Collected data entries

⁂

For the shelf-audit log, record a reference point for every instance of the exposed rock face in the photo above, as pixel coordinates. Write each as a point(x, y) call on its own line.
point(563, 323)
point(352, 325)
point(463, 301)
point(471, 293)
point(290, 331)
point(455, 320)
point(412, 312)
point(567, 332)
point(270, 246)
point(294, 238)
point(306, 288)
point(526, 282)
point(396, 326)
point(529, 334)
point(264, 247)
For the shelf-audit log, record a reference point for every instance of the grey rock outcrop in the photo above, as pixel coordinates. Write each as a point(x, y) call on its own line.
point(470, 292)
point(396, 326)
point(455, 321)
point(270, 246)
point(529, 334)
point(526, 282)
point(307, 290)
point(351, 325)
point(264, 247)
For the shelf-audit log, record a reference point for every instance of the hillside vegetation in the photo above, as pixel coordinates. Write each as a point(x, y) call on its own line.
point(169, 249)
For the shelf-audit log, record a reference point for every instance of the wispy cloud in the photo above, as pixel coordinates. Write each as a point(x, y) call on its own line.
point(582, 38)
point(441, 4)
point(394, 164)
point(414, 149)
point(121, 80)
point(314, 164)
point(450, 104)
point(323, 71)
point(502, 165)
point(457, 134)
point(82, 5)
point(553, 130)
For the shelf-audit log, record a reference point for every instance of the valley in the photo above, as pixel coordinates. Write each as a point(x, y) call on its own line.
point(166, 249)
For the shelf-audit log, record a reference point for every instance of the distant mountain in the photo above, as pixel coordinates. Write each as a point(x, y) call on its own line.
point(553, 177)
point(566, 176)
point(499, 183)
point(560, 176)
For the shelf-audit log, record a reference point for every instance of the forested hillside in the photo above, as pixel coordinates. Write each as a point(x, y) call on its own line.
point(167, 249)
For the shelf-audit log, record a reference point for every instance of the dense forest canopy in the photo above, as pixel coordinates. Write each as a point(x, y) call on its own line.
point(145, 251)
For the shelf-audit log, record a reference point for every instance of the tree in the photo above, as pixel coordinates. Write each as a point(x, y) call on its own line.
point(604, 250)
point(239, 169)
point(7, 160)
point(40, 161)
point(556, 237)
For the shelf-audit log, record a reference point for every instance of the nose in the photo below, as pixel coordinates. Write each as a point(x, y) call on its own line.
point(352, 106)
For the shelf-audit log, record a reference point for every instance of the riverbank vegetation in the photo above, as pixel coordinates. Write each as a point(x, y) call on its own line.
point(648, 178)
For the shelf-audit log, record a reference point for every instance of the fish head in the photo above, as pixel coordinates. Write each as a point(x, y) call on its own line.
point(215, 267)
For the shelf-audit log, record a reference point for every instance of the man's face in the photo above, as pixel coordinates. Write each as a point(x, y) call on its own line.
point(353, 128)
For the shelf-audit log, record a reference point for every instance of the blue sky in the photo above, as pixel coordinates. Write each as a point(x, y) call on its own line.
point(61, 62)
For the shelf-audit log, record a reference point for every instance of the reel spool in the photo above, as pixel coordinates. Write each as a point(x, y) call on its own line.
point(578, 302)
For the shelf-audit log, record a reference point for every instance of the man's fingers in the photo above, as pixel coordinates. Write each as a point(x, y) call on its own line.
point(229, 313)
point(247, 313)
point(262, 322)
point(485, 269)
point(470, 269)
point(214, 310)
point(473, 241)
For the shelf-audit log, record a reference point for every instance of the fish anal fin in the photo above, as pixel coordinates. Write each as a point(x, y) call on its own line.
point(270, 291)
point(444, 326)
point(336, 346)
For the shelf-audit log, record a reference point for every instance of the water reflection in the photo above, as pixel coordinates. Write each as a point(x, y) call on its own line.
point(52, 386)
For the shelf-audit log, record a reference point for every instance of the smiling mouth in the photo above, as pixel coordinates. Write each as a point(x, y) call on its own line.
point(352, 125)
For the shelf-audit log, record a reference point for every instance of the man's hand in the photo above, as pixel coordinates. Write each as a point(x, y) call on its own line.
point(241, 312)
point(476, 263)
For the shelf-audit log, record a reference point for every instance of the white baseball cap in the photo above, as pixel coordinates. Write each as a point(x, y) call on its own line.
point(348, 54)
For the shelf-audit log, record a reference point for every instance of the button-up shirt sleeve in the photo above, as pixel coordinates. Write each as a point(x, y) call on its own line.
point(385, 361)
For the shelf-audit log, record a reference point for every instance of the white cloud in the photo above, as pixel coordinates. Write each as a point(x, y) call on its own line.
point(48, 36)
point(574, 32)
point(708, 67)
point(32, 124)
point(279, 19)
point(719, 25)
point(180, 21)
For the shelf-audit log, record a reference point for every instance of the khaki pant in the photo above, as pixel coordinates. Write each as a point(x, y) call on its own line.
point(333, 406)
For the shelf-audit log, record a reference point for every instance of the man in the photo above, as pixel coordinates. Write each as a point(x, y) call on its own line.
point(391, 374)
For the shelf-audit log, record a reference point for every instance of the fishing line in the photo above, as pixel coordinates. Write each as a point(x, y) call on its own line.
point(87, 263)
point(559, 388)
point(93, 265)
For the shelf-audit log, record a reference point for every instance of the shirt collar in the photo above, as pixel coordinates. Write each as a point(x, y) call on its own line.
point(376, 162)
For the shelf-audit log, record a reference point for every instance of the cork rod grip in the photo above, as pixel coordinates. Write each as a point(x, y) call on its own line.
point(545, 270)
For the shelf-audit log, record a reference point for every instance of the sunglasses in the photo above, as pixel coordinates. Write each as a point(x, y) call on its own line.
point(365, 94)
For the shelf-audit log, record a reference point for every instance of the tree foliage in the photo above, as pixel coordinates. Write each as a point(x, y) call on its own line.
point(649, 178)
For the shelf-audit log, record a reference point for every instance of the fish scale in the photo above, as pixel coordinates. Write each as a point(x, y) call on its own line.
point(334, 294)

⁂

Instructions to follow
Put every line of the items, from the first line through the line containing "point(166, 249)", into a JSON list of strings with one string per line, and leave out any blank lines. Include that final line.

Problem solution
[
  "For the shelf-audit log, record a reference point for every instance of the exposed rock face in the photo above, as pixel coordinates. Write each as a point(x, y) call on its own line.",
  "point(563, 323)",
  "point(352, 325)",
  "point(463, 301)",
  "point(471, 293)",
  "point(290, 331)",
  "point(455, 320)",
  "point(412, 312)",
  "point(567, 332)",
  "point(270, 246)",
  "point(294, 238)",
  "point(306, 288)",
  "point(526, 282)",
  "point(396, 326)",
  "point(529, 334)",
  "point(264, 247)",
  "For the shelf-audit log, record a reference point for every instance of the grey rock outcrop in the photo above, as pixel coordinates. Write each as a point(x, y) call on its own line.",
  "point(470, 292)",
  "point(396, 326)",
  "point(455, 321)",
  "point(270, 246)",
  "point(529, 334)",
  "point(526, 282)",
  "point(307, 290)",
  "point(351, 325)",
  "point(264, 247)",
  "For the shelf-audit log, record a reference point for every instance of the hillside vegetation in the photo above, as pixel coordinates. Write each as a point(x, y) call on its own line.",
  "point(169, 249)",
  "For the shelf-audit log, record a reference point for every instance of the wispy cloud in the photo above, as pixel coordinates. Write each as a point(x, y) call on its own line.",
  "point(582, 38)",
  "point(441, 4)",
  "point(394, 164)",
  "point(414, 149)",
  "point(121, 80)",
  "point(314, 164)",
  "point(450, 104)",
  "point(323, 71)",
  "point(502, 165)",
  "point(457, 134)",
  "point(82, 5)",
  "point(553, 130)",
  "For the shelf-audit log, record a reference point for every instance of the valley in the photo above, as pixel coordinates. Write each as a point(x, y) call on its own line.",
  "point(166, 249)"
]